Each line below that contains "white" should be counted. Give only the total.
The input below:
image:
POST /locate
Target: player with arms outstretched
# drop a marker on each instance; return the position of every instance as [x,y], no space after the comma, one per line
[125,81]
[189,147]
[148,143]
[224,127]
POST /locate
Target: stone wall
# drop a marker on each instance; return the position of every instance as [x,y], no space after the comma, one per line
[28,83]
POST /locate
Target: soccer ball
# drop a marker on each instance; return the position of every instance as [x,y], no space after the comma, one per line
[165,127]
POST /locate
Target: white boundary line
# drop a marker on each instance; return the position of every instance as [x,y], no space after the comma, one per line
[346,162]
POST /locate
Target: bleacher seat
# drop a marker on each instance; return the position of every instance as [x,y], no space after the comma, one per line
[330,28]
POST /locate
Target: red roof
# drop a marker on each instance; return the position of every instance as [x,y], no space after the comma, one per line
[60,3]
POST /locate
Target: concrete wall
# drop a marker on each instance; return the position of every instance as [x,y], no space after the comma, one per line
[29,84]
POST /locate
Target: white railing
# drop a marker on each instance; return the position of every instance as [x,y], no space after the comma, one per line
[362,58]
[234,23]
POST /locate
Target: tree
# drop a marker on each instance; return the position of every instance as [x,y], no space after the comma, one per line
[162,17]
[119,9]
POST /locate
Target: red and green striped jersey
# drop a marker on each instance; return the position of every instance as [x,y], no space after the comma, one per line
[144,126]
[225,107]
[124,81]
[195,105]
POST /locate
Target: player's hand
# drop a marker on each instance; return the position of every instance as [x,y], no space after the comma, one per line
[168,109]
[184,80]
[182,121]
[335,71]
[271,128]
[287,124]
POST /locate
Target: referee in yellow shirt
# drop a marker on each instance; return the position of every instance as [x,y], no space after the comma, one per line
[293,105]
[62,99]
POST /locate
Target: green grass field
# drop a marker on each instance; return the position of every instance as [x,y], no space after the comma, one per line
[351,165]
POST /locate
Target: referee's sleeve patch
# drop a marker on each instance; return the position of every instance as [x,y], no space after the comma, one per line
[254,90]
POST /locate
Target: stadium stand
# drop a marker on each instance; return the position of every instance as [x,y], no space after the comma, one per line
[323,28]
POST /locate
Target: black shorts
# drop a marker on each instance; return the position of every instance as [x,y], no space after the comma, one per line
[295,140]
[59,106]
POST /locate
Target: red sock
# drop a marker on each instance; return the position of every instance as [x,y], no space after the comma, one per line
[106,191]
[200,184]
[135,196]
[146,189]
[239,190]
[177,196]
End of The input.
The input below:
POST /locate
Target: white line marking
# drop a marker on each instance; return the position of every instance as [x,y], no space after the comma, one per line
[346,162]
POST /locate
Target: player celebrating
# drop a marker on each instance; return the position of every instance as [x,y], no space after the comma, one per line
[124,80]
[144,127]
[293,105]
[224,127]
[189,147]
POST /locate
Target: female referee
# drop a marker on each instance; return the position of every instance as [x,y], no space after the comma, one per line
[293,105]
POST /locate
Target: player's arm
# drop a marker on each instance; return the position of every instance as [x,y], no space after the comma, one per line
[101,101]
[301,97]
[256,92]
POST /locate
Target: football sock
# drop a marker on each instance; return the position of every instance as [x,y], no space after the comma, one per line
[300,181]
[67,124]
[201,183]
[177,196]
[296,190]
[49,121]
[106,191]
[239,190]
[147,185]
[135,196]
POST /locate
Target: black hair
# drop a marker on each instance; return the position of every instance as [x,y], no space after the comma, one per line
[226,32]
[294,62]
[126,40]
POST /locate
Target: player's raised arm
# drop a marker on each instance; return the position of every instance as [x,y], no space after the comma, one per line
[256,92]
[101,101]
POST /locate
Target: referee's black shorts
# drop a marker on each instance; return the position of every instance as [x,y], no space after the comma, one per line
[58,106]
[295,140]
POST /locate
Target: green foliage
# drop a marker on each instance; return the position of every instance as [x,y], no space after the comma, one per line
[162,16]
End of The input.
[Problem solution] 3